EXERCISE PROMPT: Please repeat every line of the records below word for word, leaving the pictures out of your answer.
↓↓↓
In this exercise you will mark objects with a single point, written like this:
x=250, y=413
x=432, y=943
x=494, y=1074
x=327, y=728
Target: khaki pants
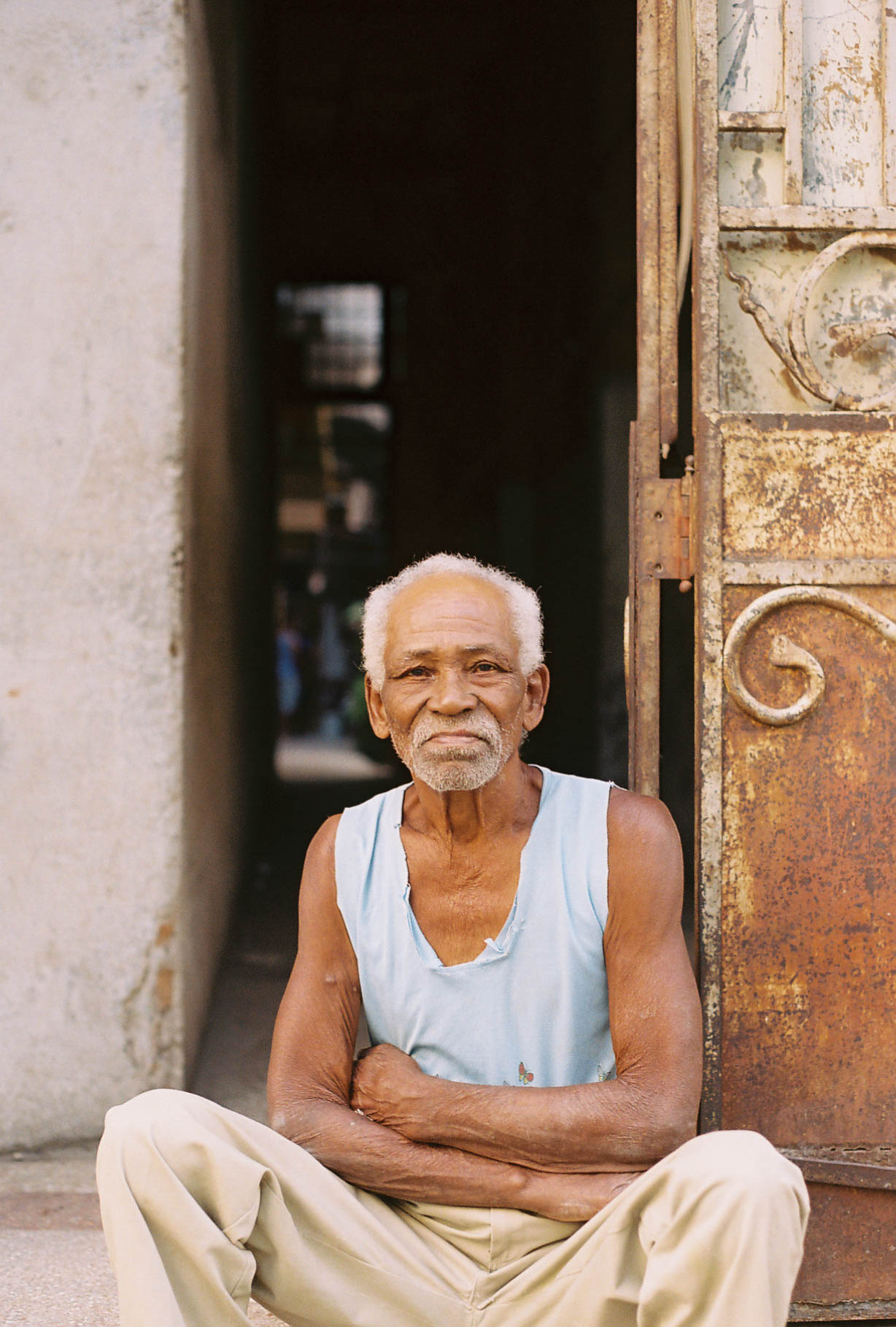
↑↑↑
FINISHED TASK:
In this exercise you will mark objects with a single point, written like this:
x=250, y=413
x=432, y=943
x=494, y=1074
x=327, y=728
Target: khaki pants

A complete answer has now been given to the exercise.